The delay in putting the new hotel rules into place is a source of major frustration for some Council members.
“I’m really impatient with staff,” Bothwell told the Blade. “For almost a year, we’ve been wanting to change the rules so hotels came before Council and staff seems to have other things to do with their time as far as I can tell.”
“Why has it taken so long? We just don’t get it,” Bothwell continued. “While we’re theoretically in charge, we’re often at the mercy of the staff, but we’re pushing.”
“What the hell is the hang-up? Why don’t rules come through?” he exclaimed, noting that some of the rule changes requested by the elected officials are as simple as changing a number in the zoning code.
“I’m really disappointed that it’s taken this long and we still haven’t got that,” Haynes said. “The fact it hasn’t come back to Council 13 months after the election is just disappointing.”
Whether one agrees with his particular stance on hotels or not, Haynes noted, he believes power on such a controversial issue should rest with Council so that voters could hold their elected officials accountable and decision-making would be more transparent.
“If you support a hotel, you should say so with your vote and let the public decide.” Haynes said, though he declined to “I’m new to this, maybe government just moves at this slow a pace. But it seems like we move some things at a faster pace and some things seem to move slower. This does not seem like something that should take a long time to get back to Council. This seems like something that could have been done six months ago.”
“If that were the case, these hotels that have slipped through the cracks would have had to come before us. Where the blame lies, I don’t know, but I am disappointed.”
“We were anxious to get that going and it seems like the delay has been too long,” Manheimer said, adding she was looking forward to seeing the new rules this Spring and hoped to have a clearer process for all hotels afterwards.

Extracted information =>
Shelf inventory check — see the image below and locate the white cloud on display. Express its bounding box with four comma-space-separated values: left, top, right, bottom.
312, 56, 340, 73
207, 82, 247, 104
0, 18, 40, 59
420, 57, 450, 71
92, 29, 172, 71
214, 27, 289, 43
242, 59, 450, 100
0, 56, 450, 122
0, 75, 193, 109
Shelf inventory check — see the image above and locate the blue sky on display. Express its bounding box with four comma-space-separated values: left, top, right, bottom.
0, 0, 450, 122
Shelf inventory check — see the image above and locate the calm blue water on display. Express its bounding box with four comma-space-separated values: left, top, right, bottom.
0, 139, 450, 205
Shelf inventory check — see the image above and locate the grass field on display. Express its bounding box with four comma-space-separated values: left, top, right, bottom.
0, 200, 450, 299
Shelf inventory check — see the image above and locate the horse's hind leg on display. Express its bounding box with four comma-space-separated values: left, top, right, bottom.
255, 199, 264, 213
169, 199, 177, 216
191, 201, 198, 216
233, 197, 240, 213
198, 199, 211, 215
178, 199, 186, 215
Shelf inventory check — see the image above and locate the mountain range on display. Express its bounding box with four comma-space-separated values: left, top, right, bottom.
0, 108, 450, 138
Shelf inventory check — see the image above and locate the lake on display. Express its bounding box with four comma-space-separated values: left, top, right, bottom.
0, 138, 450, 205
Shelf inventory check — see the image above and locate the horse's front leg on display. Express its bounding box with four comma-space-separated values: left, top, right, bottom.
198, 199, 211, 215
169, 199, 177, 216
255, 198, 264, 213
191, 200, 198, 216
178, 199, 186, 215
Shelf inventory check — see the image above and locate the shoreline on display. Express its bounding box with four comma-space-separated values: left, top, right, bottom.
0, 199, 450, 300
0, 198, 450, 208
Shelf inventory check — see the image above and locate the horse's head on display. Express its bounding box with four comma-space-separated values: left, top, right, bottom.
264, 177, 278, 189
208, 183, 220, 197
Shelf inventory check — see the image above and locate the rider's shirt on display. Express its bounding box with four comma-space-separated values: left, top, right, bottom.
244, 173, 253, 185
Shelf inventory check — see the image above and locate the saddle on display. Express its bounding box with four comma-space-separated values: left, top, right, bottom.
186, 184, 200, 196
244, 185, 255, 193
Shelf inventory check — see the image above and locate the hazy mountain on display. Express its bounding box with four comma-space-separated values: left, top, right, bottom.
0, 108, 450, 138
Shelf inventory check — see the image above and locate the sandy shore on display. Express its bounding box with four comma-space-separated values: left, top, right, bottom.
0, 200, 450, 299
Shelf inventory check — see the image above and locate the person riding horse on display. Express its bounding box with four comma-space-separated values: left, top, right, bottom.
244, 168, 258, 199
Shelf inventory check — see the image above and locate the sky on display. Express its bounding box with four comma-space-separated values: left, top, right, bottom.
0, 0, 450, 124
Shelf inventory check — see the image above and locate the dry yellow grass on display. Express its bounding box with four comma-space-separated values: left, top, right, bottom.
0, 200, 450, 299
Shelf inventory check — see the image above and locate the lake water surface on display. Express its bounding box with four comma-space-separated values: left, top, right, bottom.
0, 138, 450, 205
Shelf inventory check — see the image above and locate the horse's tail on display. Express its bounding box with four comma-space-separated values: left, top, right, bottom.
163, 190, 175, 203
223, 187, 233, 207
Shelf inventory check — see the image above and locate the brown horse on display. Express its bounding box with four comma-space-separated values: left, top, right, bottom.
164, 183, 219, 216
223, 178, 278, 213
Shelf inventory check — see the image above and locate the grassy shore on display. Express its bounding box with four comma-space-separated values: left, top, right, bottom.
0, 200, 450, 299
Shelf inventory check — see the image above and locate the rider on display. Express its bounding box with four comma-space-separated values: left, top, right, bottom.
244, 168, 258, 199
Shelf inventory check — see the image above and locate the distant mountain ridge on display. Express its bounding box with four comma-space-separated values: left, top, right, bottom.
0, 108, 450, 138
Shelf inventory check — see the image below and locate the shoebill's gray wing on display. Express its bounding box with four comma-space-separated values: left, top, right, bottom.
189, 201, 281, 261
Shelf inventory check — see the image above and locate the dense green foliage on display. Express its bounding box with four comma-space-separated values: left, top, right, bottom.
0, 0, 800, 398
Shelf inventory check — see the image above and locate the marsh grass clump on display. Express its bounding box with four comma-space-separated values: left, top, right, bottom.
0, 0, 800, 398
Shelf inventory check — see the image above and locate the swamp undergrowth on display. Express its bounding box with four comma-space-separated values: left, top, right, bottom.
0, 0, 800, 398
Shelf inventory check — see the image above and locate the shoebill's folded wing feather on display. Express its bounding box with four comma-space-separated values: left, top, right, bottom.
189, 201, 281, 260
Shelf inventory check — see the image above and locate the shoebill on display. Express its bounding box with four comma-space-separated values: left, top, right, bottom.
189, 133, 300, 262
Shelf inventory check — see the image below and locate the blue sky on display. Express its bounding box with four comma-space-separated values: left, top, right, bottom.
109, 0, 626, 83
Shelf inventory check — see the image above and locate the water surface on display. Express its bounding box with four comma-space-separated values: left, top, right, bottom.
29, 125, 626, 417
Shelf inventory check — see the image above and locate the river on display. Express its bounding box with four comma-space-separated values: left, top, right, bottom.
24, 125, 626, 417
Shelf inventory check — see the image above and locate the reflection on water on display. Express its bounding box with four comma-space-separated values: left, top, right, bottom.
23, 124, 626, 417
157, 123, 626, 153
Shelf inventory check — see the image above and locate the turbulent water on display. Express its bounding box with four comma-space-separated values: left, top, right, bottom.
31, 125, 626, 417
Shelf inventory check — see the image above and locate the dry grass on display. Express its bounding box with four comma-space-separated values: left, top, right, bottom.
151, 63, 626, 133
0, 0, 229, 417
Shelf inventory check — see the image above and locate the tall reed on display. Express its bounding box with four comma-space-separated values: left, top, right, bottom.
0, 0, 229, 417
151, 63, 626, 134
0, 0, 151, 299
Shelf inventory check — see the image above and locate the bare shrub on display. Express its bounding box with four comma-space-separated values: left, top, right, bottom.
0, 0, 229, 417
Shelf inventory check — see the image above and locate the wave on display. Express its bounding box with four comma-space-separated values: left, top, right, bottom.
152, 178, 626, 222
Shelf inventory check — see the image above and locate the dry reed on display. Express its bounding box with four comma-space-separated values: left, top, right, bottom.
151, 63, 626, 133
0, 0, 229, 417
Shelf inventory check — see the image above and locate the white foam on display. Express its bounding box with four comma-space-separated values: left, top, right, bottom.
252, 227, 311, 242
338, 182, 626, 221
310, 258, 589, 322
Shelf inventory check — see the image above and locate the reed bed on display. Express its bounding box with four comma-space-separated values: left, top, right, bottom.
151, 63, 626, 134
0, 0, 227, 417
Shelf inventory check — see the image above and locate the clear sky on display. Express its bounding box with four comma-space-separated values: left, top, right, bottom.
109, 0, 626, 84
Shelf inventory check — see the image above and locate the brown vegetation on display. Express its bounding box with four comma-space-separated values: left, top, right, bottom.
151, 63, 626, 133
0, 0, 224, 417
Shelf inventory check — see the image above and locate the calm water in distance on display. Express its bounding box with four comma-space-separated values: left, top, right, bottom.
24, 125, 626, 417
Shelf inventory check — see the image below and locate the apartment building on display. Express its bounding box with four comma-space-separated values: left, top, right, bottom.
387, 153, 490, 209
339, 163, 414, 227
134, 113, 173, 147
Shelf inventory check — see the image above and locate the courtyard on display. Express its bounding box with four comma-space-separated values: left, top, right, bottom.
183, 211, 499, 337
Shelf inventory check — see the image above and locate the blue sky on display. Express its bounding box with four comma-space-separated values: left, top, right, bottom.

Exercises =>
1) Answer these questions from the hotel rules text.
(a) According to Bothwell, how long have Council members been wanting to change the rules?
(b) According to Haynes, how many months after the election had the rules still not come back to Council?
(c) When was Manheimer looking forward to seeing the new rules?
2) Reproduce the hotel rules text between "The delay in" and "the zoning code.", inclusive.
The data above is separate material from the hotel rules text.

Answers below =>
1)
(a) For almost a year.
(b) 13 months.
(c) This Spring.

2)
The delay in putting the new hotel rules into place is a source of major frustration for some Council members.
“I’m really impatient with staff,” Bothwell told the Blade. “For almost a year, we’ve been wanting to change the rules so hotels came before Council and staff seems to have other things to do with their time as far as I can tell.”
“Why has it taken so long? We just don’t get it,” Bothwell continued. “While we’re theoretically in charge, we’re often at the mercy of the staff, but we’re pushing.”
“What the hell is the hang-up? Why don’t rules come through?” he exclaimed, noting that some of the rule changes requested by the elected officials are as simple as changing a number in the zoning code.